PAGE TEXT
151 T.C. 93 (T.C. 2018)

151 T.C. No. 9

David H. MELASKY and Audrey Melasky, Petitioners

v.

COMMISSIONER OF INTERNAL REVENUE, Respondent

No. 12777-12L

United States Tax Court

October 10, 2018

This CDP case involves Ps’ 2006, 2008, and 2009 income tax liabilities. Ps gave R a check which they asked to have applied against their 2009 income tax liability. Before the check was deposited, R levied on Ps’ bank account (against which the check had been drawn) with respect to other tax liabilities Ps owed. Ps’ check subsequently failed to clear. R applied the proceeds of the levy against Ps’ 1995 income tax liability. Ps contend that the proceeds of the levy should be applied against their 2009 income tax liability.

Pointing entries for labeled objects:
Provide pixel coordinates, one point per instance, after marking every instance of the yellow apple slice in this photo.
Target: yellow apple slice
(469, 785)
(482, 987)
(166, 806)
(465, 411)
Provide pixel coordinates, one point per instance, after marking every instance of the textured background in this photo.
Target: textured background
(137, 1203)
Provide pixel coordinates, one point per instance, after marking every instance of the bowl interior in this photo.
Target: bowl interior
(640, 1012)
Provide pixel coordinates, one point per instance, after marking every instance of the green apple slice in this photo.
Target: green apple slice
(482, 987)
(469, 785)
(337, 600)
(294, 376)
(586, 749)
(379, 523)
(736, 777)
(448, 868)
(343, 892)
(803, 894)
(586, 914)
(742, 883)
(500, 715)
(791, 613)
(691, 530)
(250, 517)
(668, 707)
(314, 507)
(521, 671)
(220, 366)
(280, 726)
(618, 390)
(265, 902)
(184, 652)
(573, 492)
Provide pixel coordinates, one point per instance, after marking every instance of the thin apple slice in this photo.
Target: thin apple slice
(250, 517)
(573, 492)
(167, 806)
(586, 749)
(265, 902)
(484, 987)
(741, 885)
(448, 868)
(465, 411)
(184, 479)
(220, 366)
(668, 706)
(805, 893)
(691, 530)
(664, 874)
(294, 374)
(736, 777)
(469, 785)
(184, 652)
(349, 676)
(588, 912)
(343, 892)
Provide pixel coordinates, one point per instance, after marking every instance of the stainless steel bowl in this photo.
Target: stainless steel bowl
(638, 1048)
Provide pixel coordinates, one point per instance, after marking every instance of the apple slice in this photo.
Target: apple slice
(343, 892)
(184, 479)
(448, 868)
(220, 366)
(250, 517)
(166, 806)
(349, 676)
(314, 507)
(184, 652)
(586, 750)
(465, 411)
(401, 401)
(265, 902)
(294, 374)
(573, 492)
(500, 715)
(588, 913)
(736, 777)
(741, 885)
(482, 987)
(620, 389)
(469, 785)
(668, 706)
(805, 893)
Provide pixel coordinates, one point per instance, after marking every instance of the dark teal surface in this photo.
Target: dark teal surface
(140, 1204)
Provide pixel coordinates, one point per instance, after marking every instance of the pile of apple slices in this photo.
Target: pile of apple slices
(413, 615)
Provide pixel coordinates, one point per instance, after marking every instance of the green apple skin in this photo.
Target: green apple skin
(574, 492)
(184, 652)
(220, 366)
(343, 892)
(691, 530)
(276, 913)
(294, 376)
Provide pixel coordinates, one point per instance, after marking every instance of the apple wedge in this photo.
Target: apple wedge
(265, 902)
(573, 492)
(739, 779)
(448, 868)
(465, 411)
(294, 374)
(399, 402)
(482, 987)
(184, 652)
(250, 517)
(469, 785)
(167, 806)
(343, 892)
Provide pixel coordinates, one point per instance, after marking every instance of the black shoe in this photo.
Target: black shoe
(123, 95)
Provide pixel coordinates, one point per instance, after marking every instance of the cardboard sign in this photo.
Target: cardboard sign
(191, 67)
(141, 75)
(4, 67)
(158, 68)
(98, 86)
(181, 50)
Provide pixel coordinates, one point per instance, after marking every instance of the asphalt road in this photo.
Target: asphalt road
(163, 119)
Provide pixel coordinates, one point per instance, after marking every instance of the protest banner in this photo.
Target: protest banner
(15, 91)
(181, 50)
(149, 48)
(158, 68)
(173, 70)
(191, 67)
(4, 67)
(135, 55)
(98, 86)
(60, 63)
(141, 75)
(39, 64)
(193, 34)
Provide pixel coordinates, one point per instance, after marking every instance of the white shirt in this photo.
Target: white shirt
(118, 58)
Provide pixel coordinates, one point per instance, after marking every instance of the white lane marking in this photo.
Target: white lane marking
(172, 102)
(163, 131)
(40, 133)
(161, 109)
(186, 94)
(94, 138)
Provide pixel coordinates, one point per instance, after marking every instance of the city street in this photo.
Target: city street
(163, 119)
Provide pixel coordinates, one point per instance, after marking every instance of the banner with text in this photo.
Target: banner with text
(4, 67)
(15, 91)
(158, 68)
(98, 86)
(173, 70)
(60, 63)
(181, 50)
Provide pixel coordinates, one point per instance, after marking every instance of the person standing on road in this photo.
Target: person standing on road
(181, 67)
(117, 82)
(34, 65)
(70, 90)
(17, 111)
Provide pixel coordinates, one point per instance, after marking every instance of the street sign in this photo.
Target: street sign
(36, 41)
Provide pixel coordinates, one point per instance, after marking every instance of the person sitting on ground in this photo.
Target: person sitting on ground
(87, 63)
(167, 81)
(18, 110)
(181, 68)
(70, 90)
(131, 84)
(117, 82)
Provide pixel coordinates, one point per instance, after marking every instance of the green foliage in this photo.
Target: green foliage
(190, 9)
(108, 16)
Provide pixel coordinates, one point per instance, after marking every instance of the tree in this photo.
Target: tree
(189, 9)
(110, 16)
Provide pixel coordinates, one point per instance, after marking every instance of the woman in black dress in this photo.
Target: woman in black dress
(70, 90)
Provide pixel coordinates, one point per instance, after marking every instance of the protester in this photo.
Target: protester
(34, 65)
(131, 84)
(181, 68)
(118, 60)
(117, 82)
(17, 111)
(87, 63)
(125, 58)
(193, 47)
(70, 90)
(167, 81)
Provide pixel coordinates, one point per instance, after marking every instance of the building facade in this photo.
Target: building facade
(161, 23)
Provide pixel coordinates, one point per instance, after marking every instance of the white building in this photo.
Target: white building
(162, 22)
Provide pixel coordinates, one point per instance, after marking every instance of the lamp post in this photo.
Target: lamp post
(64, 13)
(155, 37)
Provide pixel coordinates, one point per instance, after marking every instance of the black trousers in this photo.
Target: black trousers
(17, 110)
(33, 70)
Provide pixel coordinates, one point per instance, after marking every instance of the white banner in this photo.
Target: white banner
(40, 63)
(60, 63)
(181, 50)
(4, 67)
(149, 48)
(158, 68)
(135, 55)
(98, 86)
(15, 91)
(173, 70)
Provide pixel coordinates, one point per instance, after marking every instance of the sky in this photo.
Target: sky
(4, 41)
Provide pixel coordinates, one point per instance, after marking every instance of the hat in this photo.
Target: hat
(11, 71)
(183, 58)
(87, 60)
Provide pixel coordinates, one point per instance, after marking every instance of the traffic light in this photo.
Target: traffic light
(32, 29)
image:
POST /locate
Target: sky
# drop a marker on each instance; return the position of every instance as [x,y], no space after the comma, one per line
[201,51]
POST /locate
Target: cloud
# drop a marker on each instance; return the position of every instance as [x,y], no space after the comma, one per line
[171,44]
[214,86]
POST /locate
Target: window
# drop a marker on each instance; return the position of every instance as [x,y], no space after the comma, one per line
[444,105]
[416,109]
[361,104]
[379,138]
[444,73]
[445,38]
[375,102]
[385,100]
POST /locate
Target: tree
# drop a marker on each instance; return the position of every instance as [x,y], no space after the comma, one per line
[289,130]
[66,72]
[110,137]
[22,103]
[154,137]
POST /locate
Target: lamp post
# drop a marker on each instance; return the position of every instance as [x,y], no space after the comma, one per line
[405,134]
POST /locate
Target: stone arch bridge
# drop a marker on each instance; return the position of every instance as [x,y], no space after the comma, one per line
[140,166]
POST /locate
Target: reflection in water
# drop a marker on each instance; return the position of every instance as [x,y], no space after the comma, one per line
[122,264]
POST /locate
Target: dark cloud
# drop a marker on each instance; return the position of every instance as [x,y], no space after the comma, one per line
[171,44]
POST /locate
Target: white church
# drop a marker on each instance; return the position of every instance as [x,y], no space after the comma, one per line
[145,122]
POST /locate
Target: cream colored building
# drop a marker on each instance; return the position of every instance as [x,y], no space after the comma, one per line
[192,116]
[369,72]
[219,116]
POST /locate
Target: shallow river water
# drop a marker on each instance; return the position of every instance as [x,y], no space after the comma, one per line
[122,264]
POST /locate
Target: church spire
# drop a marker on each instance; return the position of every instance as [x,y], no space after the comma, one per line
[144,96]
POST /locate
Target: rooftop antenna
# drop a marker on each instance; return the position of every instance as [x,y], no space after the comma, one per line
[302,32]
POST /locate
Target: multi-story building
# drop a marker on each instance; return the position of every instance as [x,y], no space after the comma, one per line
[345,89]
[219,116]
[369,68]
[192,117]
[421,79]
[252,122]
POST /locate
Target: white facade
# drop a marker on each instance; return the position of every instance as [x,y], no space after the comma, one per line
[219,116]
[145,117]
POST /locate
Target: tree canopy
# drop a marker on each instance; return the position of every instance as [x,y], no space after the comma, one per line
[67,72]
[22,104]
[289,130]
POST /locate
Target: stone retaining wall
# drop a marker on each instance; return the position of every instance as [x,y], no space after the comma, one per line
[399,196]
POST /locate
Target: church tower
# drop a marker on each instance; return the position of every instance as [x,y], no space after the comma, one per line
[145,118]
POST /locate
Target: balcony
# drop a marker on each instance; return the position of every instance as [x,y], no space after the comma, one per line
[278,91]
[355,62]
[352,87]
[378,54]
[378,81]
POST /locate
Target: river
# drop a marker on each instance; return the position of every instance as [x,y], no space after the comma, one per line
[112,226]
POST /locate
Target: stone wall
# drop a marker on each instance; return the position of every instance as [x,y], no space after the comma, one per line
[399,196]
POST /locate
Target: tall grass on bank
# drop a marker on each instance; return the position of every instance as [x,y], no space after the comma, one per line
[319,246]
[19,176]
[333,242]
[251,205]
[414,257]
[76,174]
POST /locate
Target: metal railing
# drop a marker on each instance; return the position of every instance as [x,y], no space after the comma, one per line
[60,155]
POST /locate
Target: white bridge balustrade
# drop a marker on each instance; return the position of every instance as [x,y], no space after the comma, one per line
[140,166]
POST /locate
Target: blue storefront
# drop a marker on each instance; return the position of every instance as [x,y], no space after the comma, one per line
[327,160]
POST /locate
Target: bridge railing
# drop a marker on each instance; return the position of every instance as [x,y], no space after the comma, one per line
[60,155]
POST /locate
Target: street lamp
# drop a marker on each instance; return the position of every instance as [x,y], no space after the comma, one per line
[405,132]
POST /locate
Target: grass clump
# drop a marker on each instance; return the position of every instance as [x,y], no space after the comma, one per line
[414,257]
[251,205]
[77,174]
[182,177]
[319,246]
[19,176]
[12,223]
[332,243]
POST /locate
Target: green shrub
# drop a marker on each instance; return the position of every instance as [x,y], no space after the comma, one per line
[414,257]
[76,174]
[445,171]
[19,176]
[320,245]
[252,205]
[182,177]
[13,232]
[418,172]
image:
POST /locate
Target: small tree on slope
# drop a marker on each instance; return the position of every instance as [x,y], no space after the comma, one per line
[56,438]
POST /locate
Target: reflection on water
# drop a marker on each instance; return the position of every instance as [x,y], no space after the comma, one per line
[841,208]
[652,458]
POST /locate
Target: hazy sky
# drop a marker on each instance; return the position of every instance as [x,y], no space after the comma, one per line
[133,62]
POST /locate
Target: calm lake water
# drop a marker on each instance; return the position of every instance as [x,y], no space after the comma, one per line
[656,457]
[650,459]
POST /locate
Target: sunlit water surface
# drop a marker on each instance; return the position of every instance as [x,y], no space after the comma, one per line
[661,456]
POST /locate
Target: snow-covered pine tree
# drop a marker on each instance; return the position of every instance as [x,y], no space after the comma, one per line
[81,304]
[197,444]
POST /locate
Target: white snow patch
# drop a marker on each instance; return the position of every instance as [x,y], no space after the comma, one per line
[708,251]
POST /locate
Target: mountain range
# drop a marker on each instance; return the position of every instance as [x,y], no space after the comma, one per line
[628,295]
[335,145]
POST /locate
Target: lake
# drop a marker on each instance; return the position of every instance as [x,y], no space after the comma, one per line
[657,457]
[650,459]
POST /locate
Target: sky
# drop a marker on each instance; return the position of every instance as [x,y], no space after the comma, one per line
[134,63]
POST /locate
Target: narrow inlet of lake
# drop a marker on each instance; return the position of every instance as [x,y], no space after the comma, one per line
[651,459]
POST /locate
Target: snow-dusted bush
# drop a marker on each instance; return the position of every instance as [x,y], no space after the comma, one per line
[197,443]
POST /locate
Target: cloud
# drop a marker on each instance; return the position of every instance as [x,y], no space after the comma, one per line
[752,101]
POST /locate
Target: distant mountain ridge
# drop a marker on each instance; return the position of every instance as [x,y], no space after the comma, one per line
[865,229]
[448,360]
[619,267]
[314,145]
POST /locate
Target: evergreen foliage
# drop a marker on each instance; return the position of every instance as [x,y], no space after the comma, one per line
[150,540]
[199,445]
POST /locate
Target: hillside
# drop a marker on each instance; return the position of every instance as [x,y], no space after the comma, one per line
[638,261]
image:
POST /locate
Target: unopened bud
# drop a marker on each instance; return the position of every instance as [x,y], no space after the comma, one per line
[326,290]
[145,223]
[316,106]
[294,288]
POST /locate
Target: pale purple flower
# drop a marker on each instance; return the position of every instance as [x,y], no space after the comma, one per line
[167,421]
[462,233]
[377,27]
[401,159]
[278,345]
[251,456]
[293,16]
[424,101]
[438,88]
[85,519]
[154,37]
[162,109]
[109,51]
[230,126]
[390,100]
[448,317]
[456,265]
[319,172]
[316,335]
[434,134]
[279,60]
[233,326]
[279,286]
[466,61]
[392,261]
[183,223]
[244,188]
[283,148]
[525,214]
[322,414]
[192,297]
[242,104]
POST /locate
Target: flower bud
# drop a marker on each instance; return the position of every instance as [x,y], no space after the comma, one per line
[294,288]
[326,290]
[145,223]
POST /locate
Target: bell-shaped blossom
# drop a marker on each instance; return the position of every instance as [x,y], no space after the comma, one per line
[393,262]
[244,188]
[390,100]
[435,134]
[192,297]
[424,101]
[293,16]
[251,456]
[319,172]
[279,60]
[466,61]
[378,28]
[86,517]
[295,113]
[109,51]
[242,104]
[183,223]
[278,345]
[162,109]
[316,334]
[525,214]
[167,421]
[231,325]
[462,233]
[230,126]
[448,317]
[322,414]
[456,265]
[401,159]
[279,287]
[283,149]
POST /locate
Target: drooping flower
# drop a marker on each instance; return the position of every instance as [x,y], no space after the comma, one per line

WORK TO DO
A. Answer these from the Tax Court case text.
(i) On what date was the case decided?
(ii) What is the docket number of the case?
(iii) Against which year's income tax liability did R apply the proceeds of the levy?
B. Repeat part of the Tax Court case text word for word, starting with "No. 12777-12L" and going on through "be applied against their 2009 income tax liability.".

SOLVED PROBLEMS
A.
(i) October 10, 2018
(ii) No. 12777-12L
(iii) 1995

B.
No. 12777-12L

United States Tax Court

October 10, 2018

This CDP case involves Ps’ 2006, 2008, and 2009 income tax liabilities. Ps gave R a check which they asked to have applied against their 2009 income tax liability. Before the check was deposited, R levied on Ps’ bank account (against which the check had been drawn) with respect to other tax liabilities Ps owed. Ps’ check subsequently failed to clear. R applied the proceeds of the levy against Ps’ 1995 income tax liability. Ps contend that the proceeds of the levy should be applied against their 2009 income tax liability.